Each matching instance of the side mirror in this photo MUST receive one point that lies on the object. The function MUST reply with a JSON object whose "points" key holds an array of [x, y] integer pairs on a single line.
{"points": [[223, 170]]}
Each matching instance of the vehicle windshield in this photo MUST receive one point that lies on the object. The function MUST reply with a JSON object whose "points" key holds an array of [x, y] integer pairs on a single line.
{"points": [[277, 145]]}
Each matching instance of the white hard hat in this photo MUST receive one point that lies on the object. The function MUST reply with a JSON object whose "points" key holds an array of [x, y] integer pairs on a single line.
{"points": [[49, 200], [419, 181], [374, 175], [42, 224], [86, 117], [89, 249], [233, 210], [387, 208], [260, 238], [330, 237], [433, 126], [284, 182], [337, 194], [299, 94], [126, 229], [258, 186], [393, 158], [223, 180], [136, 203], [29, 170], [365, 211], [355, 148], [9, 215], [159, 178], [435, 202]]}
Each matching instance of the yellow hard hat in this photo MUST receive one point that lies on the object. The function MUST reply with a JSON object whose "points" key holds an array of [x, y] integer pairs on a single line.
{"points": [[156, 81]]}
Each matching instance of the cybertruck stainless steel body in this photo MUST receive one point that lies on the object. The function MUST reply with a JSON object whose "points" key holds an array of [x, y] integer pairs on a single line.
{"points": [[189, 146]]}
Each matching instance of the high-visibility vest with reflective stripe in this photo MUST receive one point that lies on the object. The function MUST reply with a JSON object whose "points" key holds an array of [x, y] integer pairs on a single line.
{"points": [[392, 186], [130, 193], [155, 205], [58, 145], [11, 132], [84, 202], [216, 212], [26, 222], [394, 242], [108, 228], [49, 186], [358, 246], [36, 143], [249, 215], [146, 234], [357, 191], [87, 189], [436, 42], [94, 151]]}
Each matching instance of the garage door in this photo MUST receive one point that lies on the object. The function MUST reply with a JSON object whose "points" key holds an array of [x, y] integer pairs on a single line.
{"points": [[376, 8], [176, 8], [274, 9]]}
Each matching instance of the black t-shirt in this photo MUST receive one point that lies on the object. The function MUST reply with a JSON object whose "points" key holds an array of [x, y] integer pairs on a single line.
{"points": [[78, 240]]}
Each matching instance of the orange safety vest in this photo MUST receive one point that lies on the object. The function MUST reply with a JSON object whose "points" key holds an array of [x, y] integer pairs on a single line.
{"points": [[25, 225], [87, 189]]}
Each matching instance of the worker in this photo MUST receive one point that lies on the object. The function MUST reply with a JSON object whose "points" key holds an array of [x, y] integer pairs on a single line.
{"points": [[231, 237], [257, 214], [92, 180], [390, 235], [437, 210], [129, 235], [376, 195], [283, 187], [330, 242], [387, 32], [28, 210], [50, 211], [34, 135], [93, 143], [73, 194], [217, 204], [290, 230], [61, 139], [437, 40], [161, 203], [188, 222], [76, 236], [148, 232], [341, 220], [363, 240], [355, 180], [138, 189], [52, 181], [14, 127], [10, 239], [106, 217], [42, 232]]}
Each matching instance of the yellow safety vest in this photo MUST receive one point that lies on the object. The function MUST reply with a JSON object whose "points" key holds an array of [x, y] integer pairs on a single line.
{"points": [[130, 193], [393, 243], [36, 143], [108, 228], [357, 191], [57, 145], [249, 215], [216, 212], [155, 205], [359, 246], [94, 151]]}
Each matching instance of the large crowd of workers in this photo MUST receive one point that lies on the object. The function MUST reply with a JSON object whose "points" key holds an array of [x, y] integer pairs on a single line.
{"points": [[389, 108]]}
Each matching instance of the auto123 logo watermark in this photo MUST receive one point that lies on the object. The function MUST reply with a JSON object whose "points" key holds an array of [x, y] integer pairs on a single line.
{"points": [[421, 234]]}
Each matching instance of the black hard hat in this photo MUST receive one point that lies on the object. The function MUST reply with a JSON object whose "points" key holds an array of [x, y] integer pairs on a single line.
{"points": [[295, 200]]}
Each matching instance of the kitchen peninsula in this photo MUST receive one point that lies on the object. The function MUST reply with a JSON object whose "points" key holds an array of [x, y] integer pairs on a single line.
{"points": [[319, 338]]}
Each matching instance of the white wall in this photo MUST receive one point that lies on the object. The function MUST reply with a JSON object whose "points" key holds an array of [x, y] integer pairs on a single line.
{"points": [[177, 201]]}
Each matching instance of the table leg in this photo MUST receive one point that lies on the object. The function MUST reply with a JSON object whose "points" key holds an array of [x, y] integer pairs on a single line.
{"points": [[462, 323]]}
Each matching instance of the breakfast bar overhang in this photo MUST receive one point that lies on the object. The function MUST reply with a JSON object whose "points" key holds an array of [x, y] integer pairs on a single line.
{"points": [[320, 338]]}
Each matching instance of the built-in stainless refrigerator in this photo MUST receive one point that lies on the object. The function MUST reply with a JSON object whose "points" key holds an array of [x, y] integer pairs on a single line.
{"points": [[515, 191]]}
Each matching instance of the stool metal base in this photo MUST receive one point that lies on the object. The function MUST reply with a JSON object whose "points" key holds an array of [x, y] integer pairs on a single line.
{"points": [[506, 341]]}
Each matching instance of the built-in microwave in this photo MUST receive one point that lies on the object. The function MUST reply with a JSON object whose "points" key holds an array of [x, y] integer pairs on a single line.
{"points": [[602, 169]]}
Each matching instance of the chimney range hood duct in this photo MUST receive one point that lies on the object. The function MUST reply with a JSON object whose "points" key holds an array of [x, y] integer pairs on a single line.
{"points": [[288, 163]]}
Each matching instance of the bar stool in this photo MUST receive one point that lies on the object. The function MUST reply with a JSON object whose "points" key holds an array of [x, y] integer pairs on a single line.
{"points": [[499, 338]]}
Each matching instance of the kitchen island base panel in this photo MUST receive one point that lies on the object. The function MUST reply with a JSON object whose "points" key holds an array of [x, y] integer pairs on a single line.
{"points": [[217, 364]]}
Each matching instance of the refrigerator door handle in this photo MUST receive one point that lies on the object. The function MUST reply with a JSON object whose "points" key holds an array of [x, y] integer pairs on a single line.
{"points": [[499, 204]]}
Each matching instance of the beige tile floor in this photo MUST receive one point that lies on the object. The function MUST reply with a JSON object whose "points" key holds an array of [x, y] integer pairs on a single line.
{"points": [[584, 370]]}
-- -- --
EXERCISE AIM: Quote, word for word, every line starting at the one that contains "Each matching instance of the refrigerator" and ending with the final line of the entries.

THE COMPLETED TASK:
Each matching instance of the refrigerator door handle in this photo MUST receive one point that lies on the object. The function MUST reply with a JSON object whose "points" key holds an array of [x, y] integer pairs on a single line.
{"points": [[499, 204]]}
Each matching instance of the beige tile floor in this photo MUST receive one point that lies on the object. The function MUST reply with a JSON object whose "points" key holds an array of [x, y] integer pairs on a single line.
{"points": [[584, 370]]}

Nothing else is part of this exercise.